◆ Work to be completed
Skip the images and copy each record exactly as written.

◆ Material
____________

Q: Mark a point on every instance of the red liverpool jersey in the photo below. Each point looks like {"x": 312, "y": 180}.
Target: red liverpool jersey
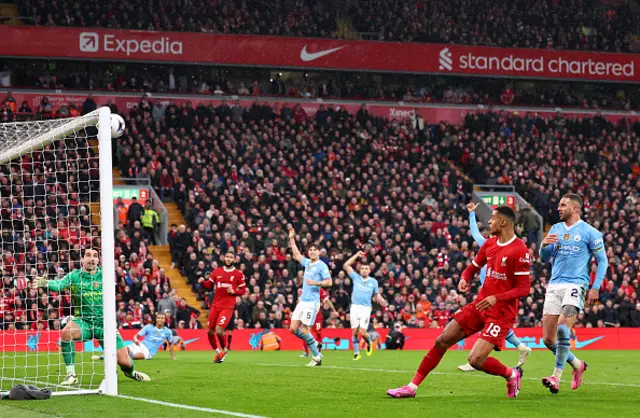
{"x": 508, "y": 271}
{"x": 222, "y": 279}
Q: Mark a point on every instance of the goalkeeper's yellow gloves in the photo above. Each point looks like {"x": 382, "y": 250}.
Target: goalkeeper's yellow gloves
{"x": 39, "y": 282}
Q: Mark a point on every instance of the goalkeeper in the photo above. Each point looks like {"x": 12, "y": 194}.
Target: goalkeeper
{"x": 85, "y": 286}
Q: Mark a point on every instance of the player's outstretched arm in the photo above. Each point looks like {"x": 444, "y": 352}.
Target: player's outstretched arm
{"x": 53, "y": 285}
{"x": 473, "y": 224}
{"x": 548, "y": 246}
{"x": 476, "y": 265}
{"x": 599, "y": 253}
{"x": 296, "y": 254}
{"x": 171, "y": 350}
{"x": 381, "y": 300}
{"x": 347, "y": 265}
{"x": 331, "y": 306}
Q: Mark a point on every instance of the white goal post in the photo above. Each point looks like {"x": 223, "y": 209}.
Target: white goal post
{"x": 29, "y": 363}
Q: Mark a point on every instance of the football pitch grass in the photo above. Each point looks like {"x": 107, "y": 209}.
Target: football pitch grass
{"x": 276, "y": 384}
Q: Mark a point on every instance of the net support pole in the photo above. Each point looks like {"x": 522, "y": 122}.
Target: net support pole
{"x": 110, "y": 383}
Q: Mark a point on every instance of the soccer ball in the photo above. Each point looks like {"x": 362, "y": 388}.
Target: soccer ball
{"x": 117, "y": 126}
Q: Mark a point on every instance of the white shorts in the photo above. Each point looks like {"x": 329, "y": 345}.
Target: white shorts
{"x": 306, "y": 312}
{"x": 559, "y": 295}
{"x": 360, "y": 316}
{"x": 139, "y": 348}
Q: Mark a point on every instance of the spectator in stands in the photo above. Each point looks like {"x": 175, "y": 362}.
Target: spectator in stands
{"x": 150, "y": 222}
{"x": 167, "y": 304}
{"x": 135, "y": 212}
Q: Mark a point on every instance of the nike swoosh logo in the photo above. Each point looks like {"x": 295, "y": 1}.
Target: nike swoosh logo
{"x": 306, "y": 56}
{"x": 580, "y": 344}
{"x": 191, "y": 341}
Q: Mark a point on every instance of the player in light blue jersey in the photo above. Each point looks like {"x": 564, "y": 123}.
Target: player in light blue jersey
{"x": 571, "y": 244}
{"x": 523, "y": 350}
{"x": 316, "y": 275}
{"x": 365, "y": 288}
{"x": 154, "y": 336}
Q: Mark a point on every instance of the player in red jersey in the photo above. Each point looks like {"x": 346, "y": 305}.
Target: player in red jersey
{"x": 317, "y": 326}
{"x": 229, "y": 283}
{"x": 493, "y": 312}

____________

◆ Finished task
Q: Mark a point on every instance of the red liverpool jersey in the photo below. Each point looks like {"x": 312, "y": 180}.
Target: red liverpool jersey
{"x": 508, "y": 271}
{"x": 222, "y": 279}
Q: Mark a point on every instance of the goalkeeper's yellow gloves in the photo above. Each point looks like {"x": 382, "y": 250}.
Target: goalkeeper's yellow gloves
{"x": 39, "y": 282}
Q: Mark a point on every instance of the goalkeeper in the photo above. Each point looks like {"x": 12, "y": 194}.
Target: goalkeeper
{"x": 85, "y": 286}
Q: Mark a point on every instance of the player's outstretched arm in the photo above. Each point looks like {"x": 444, "y": 352}.
Target: player's outstretched arm
{"x": 53, "y": 285}
{"x": 473, "y": 224}
{"x": 548, "y": 246}
{"x": 476, "y": 265}
{"x": 599, "y": 253}
{"x": 296, "y": 254}
{"x": 171, "y": 350}
{"x": 381, "y": 300}
{"x": 347, "y": 265}
{"x": 331, "y": 306}
Q: Mark a point on every instance of the white goal post in the photo above. Each point looks like {"x": 223, "y": 209}.
Target: white goal post
{"x": 29, "y": 363}
Q: Mark a point on every instance of the football pitch grass in the photo above. Each point looks like {"x": 107, "y": 209}.
Target: football pitch grass
{"x": 276, "y": 384}
Q: Mark a point on every instance of the net support pole in the photo above. Each point looks like {"x": 522, "y": 122}.
Target: net support pole
{"x": 110, "y": 383}
Q: Mark a point on every instance of the soccer ball in the photo above. Each point looks like {"x": 362, "y": 388}.
Target: soccer ball
{"x": 117, "y": 126}
Q: Mark a point on every instance of the white shorts in the photo above. Each point looks like {"x": 329, "y": 345}.
Target: white shorts
{"x": 306, "y": 312}
{"x": 559, "y": 295}
{"x": 360, "y": 316}
{"x": 139, "y": 348}
Q: Mark a point on every instance of the spectator in stands in the photo above. Each point looks like {"x": 175, "y": 362}.
Target: spectator in stands
{"x": 150, "y": 222}
{"x": 167, "y": 304}
{"x": 135, "y": 212}
Q: Mark a point on every instance of the nike swoosh logo in the photo above. Each point looks like {"x": 295, "y": 1}.
Target: nike swoosh logo
{"x": 306, "y": 56}
{"x": 580, "y": 344}
{"x": 191, "y": 341}
Q: Mark a point on every instance of the player in light blue jersey in the photo above. Each point looks like {"x": 564, "y": 123}.
Target: player in light blue jersey
{"x": 571, "y": 244}
{"x": 523, "y": 350}
{"x": 316, "y": 275}
{"x": 365, "y": 288}
{"x": 154, "y": 336}
Q: Mark a point on every instance of the player in red jersey in the photo above. Each point looks like {"x": 346, "y": 305}.
Target: player in red jersey
{"x": 317, "y": 326}
{"x": 229, "y": 283}
{"x": 493, "y": 312}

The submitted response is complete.